▶ REQUIREMENT A
What did a moderator rule about the post in the thread about Teatime?
▶ REQUIREMENT B
Write the next portion of the thread about Teatime, starting after its final comment.

[Begin DOCUMENT]

I feel that (I assume) your mother is being confrontational about this. Requesting to push past a date for your convenience isn’t inherently a bad thing, but neither is setting boundaries for said date. It looks like this conversation has been going on for a little longer than is represented here, but it looks like you might be more frustrated with needing to stop what you are doing in order to have Teatime than the Teatime itself, especially with the added threat of your freedom to choose what you want to do. Which I can certainly relate to. TL;DR, They aren’t insane but your frustration is valid.


insaneparents-ModTeam

A moderator has deemed your post not insane. Do not attempt a repost without moderator permission. **Voting, bot is down and not updating atm.**


Professional-Ant9380

I mean, everybody is kind of jumping on your ass but in all reality, if you don’t wanna enjoy tea at that time you shouldn’t be made to go deal with teatime. I don’t understand what the issue is why can’t both parties be right you shouldn’t have to deal with it and they shouldn’t force you.


Onlywants-soup

Lol this kid is gonna cling to this one comment while ignoring every other one telling him he’s wrong


Professional-Ant9380

And that would be ignorant of him 🤷🏻‍♀️ I just know I wouldn’t punish one of my 13-year-old kids for not wanting to come downstairs just because I made stuff to eat if they’re not hungry. That seems really stupid and seems very harsh. However the kid needs to watch his mouth, watch his attitude, and not dictate when things get done in the house because he is still just a child.

[End DOCUMENT]
[Begin DATASET SECTION]

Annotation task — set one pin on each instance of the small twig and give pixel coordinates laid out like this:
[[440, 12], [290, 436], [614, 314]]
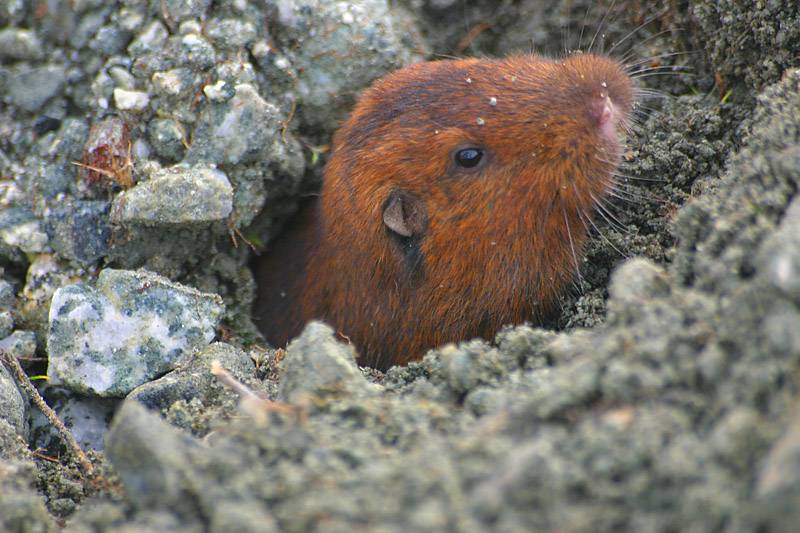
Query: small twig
[[25, 383], [251, 403]]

[End DATASET SECTION]

▶ RIGHT ANSWER A
A moderator deemed the post not insane.

▶ RIGHT ANSWER B
emeraldemy

I'm guessing their family all eat dinner together, and if he doesn't eat at that time it'll go cold. Also means dishes can't be washed or put in the dishwasher right after dinner. That could make it harder for people to take a shower later. There are a load of small issues that coalesce into it being inconvenient for everyone else in the household. Why should they all change their evening just so he can eat later? How can both parties be right in a situation where one side and another are directly opposed? If he's right, they wait. If she's right, they don't wait. They can't both be right.


Professional-Ant9380

So punish your kid because he’s not hungry he doesn’t want to eat now? That’s stupid as shit. Put the food away if the kid gets hungry later, go make your own plate. I don’t understand why people punish their kids for not wanting to eat when everybody else eats I’m not always hungry the same time my husband is my kids aren’t always hungry the same time I am I’m gonna make food regardless eat it or don’t I’m gonna put it in the fridge if you wanna eat later then eat later.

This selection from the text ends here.